Only the images are to be dropped; the records themselves must be repeated exactly.

Source data
- - - -

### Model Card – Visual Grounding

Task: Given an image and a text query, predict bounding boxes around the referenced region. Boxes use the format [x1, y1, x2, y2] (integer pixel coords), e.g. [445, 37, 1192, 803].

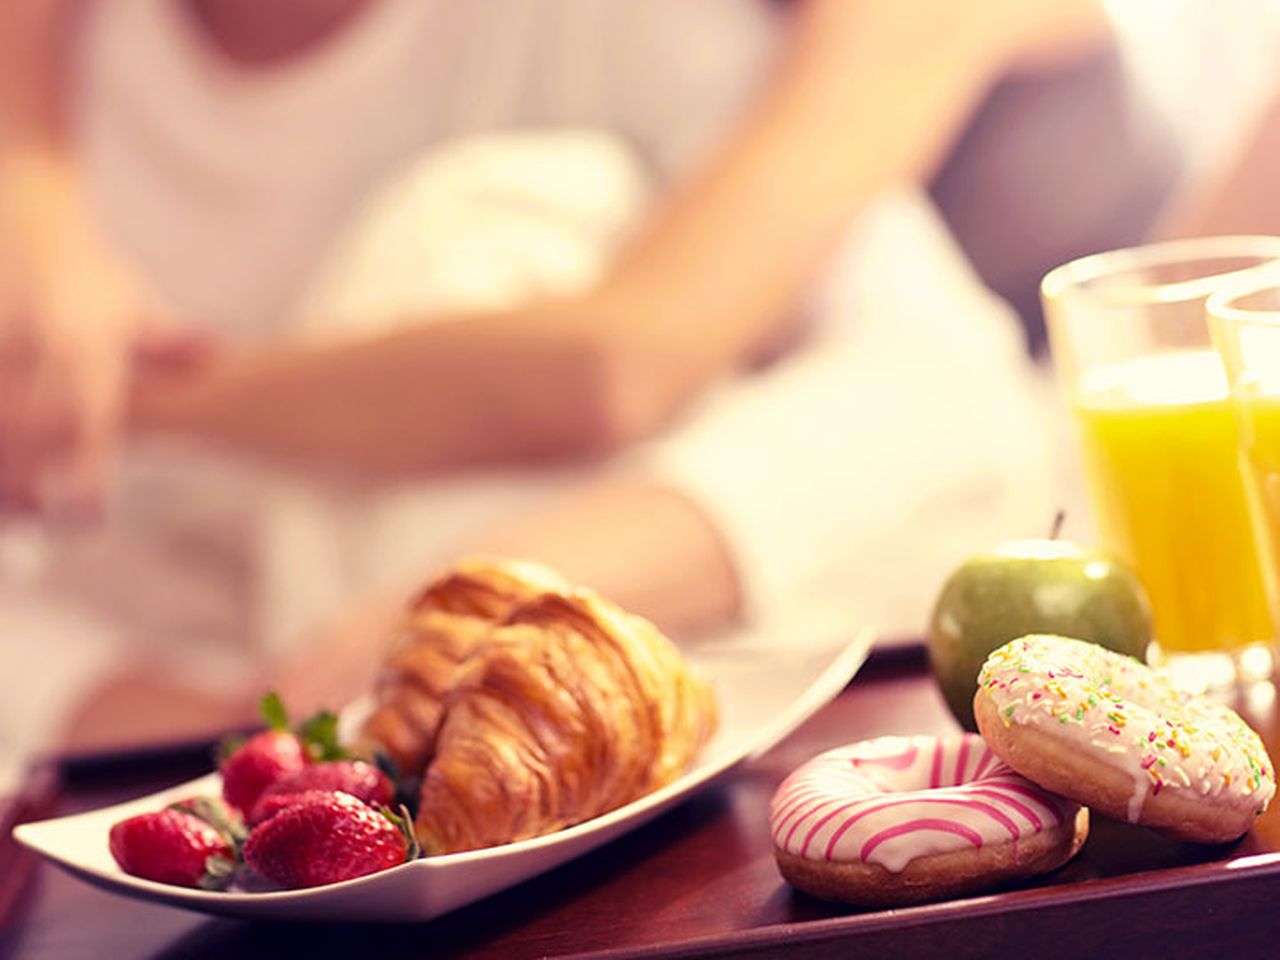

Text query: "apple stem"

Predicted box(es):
[1049, 510, 1066, 541]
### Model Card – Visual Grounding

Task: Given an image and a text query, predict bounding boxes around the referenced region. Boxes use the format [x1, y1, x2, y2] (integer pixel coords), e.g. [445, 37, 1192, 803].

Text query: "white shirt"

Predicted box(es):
[80, 0, 778, 334]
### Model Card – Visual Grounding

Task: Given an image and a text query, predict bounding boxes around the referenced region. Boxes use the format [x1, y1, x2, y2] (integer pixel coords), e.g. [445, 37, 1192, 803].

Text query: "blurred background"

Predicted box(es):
[3, 0, 1280, 791]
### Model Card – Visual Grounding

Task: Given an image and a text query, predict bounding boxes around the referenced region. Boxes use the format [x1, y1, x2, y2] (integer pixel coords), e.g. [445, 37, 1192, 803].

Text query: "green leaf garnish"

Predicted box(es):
[200, 853, 239, 891]
[170, 795, 247, 849]
[297, 710, 346, 762]
[381, 804, 422, 861]
[259, 691, 289, 731]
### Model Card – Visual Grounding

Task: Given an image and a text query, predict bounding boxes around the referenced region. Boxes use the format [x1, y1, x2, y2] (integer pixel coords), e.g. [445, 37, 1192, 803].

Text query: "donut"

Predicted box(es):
[975, 634, 1276, 844]
[769, 734, 1087, 907]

- - - -

» The completed task:
### Model Card – Visual Grounding

Task: Given an image and a text query, predict bounding boxes around the referenced region. Boxes use the format [x1, y1, x2, y2] (integer pixel coords), e.g. [445, 37, 1192, 803].


Text query: "apple stem"

Predicted box(es):
[1049, 510, 1066, 541]
### Model Card – Visual Grounding

Task: Given an image and a text query, predict bounding boxes around the referenced region. Boxes use the format [x1, y1, x2, y2] (integer pixel coords), e.g. [445, 37, 1192, 803].

Text query: "white shirt"

Predicted box(es):
[80, 0, 778, 334]
### Model Card – Visual Grounding

Task: Given an image and a text query, predict bounding boxes around the referenced region. Boxes use the format [x1, y1, x2, y2] (integer pixel coords), e.g. [445, 37, 1192, 803].

Text query: "blurred background"

Predicted box(es):
[3, 0, 1280, 791]
### Model Card – Visual Grounding

Task: Given an image and a text query, predict bounding boxes around the referenced region. Boxes use the format [x1, y1, x2, y2] (integer pixel coords), e.g. [445, 37, 1192, 803].

Text query: "green leaf garnish"

Predicted box(es):
[200, 853, 239, 891]
[170, 795, 247, 849]
[297, 710, 346, 762]
[381, 804, 422, 861]
[259, 691, 289, 731]
### Model Card – Visual Grounding

Task: Given an image and a text query, predict bounding boxes around the referenced region. Boxes use the format [x1, y1, x2, y2] (integer pixel coords), e.g. [445, 37, 1192, 803].

Text query: "donut"

Predicted box(es):
[975, 634, 1276, 844]
[769, 734, 1087, 907]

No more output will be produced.